DOCUMENTO DI ORIGINE
════
La matina della Natività della Madonna all’8 di settembre era tardi et in Casa non vi era vino p. i Padri; l’andò ad avisare il fratel Refettoriero chiamato Gio:Andrea di S..... (sic) che non vi era vino per dar ai Padri. Li disse: và dalla Sig.ra Brigida detta e pigliasse una vamechia (?) di vino dalla Botte che teneva alla sua Cantina che p. esser quella festività cossì grande voleva, che i Pri havessero qualche satisf.ne havendo digiunato il giorno passato in pane et acqua.
Avvisò il fratel Gio:Andrea che la botte era già finita e non vi era più vino, che già erano due giorni che stava esausta.
- 281.Li replicò il P. che andasse a vedere che qualche poco ve ne saria restato, andate pure.
Andò il fratello e bussata la porta s’affacciò la Sig.ra p. vedere chi era, e quando vidde il nostri fratelli, li dimandò che cosa volevano.
Li rispose il frat. Gio:Andrea che l’haveva mandato il P.Provinciale a veder se v’era vino alla botte.
Li rispose la Sig.ra che non vi era più vino, che già era finito, mi dispiace che non ho vino in Casa che ve ne darei p. questa matina. Dite al P.Provinciale che tampoco ve n’è stato per la messa. Tornati a casa quei fratelli con la risposta che non vi era più vino, li replicò che andassero a vedere e facessero l’hubidienza, che qualche poco ve n’era restato, che facessero presto pche già era l’ora che si doveva andar a tavola.
════
VOCI ESTRATTE
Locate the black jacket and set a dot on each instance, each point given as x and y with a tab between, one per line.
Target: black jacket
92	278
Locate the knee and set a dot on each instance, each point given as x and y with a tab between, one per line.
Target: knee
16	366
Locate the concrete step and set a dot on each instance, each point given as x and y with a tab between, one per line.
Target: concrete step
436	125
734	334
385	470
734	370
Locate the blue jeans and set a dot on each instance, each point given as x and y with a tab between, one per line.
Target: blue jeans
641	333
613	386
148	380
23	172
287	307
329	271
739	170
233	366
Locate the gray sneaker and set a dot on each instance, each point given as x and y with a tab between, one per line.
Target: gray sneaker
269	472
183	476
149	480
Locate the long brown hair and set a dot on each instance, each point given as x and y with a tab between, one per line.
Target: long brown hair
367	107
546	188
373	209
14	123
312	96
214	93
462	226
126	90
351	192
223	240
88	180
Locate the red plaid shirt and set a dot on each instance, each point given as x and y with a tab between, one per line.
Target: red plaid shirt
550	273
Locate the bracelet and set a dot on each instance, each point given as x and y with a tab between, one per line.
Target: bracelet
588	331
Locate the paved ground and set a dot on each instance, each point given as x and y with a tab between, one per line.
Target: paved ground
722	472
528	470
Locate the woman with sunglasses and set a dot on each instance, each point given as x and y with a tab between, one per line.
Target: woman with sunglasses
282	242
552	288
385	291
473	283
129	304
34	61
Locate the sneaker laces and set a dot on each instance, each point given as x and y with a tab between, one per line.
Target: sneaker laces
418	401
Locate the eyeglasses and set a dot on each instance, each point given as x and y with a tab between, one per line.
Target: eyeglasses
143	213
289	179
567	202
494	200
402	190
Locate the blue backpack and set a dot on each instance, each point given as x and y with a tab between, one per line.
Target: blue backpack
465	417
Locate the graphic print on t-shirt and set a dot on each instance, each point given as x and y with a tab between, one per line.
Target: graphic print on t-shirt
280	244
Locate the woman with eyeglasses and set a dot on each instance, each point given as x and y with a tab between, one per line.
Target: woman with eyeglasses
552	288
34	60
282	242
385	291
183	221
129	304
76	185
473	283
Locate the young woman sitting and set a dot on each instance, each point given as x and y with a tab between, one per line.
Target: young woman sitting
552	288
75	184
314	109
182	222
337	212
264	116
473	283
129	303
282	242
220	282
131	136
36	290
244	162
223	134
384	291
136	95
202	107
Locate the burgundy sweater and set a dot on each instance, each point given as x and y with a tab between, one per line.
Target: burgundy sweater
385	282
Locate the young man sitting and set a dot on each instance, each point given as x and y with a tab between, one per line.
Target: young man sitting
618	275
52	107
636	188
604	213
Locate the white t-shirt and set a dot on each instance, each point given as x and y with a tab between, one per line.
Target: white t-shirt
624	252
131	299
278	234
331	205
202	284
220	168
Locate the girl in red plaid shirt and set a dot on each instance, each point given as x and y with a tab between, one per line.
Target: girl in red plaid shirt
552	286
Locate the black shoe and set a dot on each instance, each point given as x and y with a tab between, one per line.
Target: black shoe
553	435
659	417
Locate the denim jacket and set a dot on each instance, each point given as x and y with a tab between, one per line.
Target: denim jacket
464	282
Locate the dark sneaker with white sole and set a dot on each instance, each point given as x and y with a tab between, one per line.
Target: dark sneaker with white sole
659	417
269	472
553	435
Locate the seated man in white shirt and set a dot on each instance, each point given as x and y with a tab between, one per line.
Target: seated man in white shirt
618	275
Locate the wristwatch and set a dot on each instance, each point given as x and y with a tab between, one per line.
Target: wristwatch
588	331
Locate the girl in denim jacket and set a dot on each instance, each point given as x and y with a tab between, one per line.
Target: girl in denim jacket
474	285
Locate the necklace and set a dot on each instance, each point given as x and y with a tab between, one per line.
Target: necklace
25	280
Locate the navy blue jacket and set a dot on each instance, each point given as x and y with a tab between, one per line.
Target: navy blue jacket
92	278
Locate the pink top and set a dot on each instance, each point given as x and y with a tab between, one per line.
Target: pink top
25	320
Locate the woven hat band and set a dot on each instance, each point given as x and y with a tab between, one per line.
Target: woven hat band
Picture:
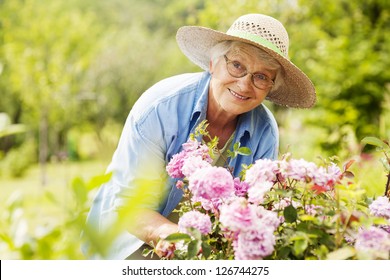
255	38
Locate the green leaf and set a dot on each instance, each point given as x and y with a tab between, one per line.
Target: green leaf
300	246
206	249
375	142
176	237
290	214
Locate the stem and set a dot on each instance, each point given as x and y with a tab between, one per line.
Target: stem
387	191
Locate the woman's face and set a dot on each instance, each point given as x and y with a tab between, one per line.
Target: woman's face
238	95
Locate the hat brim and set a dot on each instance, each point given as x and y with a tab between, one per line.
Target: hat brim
297	91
════
COSA FARE
1. Rispondi in base al brano sul vino per i Padri:
(a) In quale giorno si svolgono i fatti narrati?
(b) Da quanti giorni, secondo il fratel Gio:Andrea, la botte era esausta?
(c) Per che cosa, secondo la Sig.ra, non c'era stato vino?
2. Nel brano sul vino per i Padri, elenca le singole persone indicate con un titolo (fratel, Sig.ra, P.) seguito da un nome o da una carica.
3. Riporta il passo del brano sul vino per i Padri compreso tra "Avvisò il fratel" e "che cosa volevano.", estremi inclusi.

RISULTATI DELL'ESERCIZIO
1.
(a) La mattina della Natività della Madonna, l'8 di settembre.
(b) Da due giorni.
(c) Per la messa.

2.
- il fratel Refettoriero Gio:Andrea
- la Sig.ra Brigida
- il P.Provinciale

3.
Avvisò il fratel Gio:Andrea che la botte era già finita e non vi era più vino, che già erano due giorni che stava esausta.
- 281.Li replicò il P. che andasse a vedere che qualche poco ve ne saria restato, andate pure.
Andò il fratello e bussata la porta s’affacciò la Sig.ra p. vedere chi era, e quando vidde il nostri fratelli, li dimandò che cosa volevano.